[START OF THE DATA]

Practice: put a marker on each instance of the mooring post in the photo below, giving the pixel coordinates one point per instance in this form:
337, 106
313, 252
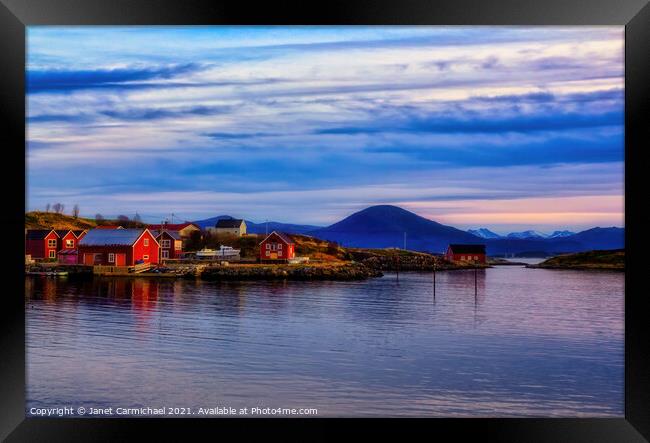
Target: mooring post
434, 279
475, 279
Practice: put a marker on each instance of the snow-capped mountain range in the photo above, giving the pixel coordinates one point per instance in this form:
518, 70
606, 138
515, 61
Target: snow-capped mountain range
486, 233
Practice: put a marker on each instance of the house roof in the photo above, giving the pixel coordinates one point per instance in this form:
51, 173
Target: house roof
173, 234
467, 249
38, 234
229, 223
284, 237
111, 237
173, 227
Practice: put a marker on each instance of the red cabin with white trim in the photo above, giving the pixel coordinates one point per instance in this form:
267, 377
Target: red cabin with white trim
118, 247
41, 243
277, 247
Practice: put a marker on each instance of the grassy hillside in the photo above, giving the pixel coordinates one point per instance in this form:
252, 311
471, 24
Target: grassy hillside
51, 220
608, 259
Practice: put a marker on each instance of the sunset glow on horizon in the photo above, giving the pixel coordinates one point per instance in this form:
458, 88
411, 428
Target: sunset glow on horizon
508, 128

[END OF THE DATA]

# WORK REQUIRED
Copy out every one of the rows above with "pin" swapped in wherever "marker" appears, keeping everything else the same. Leave the pictures out.

# COMPLETE OUTPUT
Practice: put a pin on each instance of the mooring post in the photo below, giving the pixel coordinates one point per instance in this form:
337, 106
313, 252
Target: mooring post
434, 279
475, 279
Practice: put a pin on each instance of the snow-capped mountain range in the photo above, giving the pixel coordinates one point per instance in this form:
518, 70
606, 138
515, 61
Target: snow-capped mountain range
486, 233
Practice: put a pin on each instance of the house roof in the photo above, giving the pixel coordinates one point per instance in this form:
51, 173
Target: house roof
173, 234
467, 249
38, 234
229, 223
284, 237
111, 237
173, 227
Practice: put a pin on each instance of the red cabin with white trim in the photo above, giving the pixel coordinates one point per instance in this form:
267, 377
Target: red cabin with white trim
118, 247
41, 243
277, 247
Practice: put a pin on each instance of the grassy hillside in the photo above, giving the pixel coordinates one point per instance in this form:
252, 311
471, 24
Target: grassy hillside
51, 220
608, 259
Practice: put a pin on each instance of the sunset glow on horizon in the photo above, giving the pixel coordinates one point per instance in this form:
458, 88
411, 428
Target: sunset glow on horizon
508, 128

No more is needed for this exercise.